[Opening SELECTED EXCERPT section]

Intended for healthcare professionals


Poorer access to community mental health services may have led to rise in detentions

BMJ 2022; 376 doi: (Published 22 February 2022) Cite this as: BMJ 2022;376:o450
  1. Elisabeth Mahase
  1. The BMJ

Reduced access to community mental health services during the covid pandemic may have contributed to an increase in the number of people being detained under the Mental Health Act, England’s health and care regulator has warned.1

The Care Quality Commission found that in 2020-21 a total of 53 239 new detentions were recorded, a 4.5% rise on the previous year, although it said this was likely to have been an underestimate because of missing and incomplete data.

The CQC said that community services were the “key to reducing levels of detention in hospitals,” because not getting the right help at the right time can lead to symptoms worsening and people needing inpatient care.

The findings came after QualityWatch, a joint programme between the Nuffield Trust and the Health Foundation, warned that the pandemic had led to an unprecedented increase in demand for mental health services from children and teenagers in England, most notably for eating disorders.2

Health leaders told the Guardian newspaper that the pandemic had seen the waiting list for specialised mental health treatment rise to 1.6 million people, with another eight million unable to get on the list despite the service being deemed potentially beneficial for them.3

For its Monitoring the Mental Health Act report the CQC carried out 682 remote reviews of wards in 2020-21, together with interviews with 1895 patients and 1111 carers. It handled 2280 complaints from patients and others who raised concerns about the Mental Health Act, and its SOAD (second opinion appointed doctor) service reviewed the treatment plans of 14 146 patients, resulting in changes to 30% of 1030 treatment plans for medication of detained patients who were refusing consent.

Inequalities persist

The report highlighted “longstanding inequalities,” with black or black British people being more than four times as likely as white people to be detained. Additionally, Black or Black British people were found to have longer periods of detention and higher numbers repeated admissions than white people and were more likely to be made subject to police holding powers under the Mental Health Act.

[Closing SELECTED EXCERPT section]
[Opening PROVIDED MATERIAL section]

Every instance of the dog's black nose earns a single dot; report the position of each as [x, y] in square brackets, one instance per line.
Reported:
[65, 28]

[Closing PROVIDED MATERIAL section]

Answer these questions from the article on Mental Health Act detentions:
1. How many new detentions were recorded in 2020-21?
2. How many remote reviews of wards did the CQC carry out in 2020-21?
3. Compared with white people, how likely were black or black British people to be detained?

1. 53 239
2. 682
3. More than four times as likely